[Begin]
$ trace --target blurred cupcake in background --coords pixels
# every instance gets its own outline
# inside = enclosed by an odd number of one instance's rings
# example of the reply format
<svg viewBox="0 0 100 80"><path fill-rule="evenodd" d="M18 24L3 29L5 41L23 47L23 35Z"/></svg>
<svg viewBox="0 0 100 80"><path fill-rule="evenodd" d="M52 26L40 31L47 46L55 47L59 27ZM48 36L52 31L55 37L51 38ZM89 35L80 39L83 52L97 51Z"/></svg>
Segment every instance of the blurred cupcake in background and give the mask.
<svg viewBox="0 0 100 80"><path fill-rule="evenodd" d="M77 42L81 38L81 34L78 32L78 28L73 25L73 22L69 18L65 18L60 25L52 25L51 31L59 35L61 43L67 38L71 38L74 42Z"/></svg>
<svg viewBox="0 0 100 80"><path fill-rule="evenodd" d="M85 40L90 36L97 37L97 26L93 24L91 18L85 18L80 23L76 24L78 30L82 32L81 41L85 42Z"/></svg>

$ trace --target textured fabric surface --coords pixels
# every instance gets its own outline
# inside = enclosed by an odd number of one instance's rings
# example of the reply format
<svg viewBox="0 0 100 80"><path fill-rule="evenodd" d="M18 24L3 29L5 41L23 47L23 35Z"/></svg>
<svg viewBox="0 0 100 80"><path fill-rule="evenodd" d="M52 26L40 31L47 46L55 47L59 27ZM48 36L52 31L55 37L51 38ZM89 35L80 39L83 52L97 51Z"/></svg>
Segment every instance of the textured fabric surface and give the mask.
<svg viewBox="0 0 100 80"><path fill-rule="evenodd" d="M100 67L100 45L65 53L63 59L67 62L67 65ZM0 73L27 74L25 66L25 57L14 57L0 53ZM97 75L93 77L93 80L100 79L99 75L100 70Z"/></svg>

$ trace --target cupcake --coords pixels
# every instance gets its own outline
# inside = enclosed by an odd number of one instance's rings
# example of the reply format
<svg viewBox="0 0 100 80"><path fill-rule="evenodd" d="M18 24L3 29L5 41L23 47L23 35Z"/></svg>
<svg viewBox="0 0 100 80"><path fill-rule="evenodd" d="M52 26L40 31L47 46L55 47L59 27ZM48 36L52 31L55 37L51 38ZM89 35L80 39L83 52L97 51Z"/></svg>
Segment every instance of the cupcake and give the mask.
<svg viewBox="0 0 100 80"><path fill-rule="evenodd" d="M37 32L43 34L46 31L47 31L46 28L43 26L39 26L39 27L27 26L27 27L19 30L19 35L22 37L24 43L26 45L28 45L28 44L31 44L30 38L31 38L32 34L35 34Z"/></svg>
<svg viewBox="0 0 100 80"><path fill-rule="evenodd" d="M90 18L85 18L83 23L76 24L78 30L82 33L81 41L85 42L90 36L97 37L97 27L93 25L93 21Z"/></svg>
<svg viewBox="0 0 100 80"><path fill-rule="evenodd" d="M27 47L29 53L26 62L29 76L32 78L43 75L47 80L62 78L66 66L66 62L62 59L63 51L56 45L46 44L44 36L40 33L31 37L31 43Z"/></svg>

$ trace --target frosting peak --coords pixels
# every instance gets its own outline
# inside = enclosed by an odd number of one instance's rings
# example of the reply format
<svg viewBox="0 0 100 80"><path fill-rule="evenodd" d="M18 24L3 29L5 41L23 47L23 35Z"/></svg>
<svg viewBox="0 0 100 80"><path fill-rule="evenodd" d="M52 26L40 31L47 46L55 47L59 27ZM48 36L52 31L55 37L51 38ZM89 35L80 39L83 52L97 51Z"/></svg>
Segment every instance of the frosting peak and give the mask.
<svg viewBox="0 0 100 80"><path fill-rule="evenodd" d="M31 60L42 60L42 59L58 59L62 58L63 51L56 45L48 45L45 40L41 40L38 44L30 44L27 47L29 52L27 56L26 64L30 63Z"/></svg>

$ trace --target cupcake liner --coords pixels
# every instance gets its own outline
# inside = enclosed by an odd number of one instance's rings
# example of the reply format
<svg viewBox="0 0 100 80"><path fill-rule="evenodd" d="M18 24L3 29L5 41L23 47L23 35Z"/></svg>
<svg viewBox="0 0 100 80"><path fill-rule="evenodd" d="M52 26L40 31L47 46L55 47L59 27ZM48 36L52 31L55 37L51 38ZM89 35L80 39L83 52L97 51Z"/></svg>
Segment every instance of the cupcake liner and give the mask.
[End]
WRITTEN INSTRUCTION: Render the data as a Markdown table with the columns Row and Line, starting at the first line and ending at the line containing "Segment every instance of the blurred". Number each line in sequence and omit blank lines.

EXERCISE RESULT:
| Row | Line |
|---|---|
| 1 | $ trace --target blurred cupcake in background --coords pixels |
| 2 | # every instance gets its own outline |
| 3 | # inside = enclosed by an odd number of one instance's rings |
| 4 | # example of the reply format |
| 5 | <svg viewBox="0 0 100 80"><path fill-rule="evenodd" d="M18 24L3 29L5 41L23 47L23 35Z"/></svg> |
| 6 | <svg viewBox="0 0 100 80"><path fill-rule="evenodd" d="M52 26L40 31L47 46L55 47L59 27ZM48 36L52 31L55 37L51 38ZM89 35L80 39L83 52L97 51Z"/></svg> |
| 7 | Segment every instance of the blurred cupcake in background and give the mask. |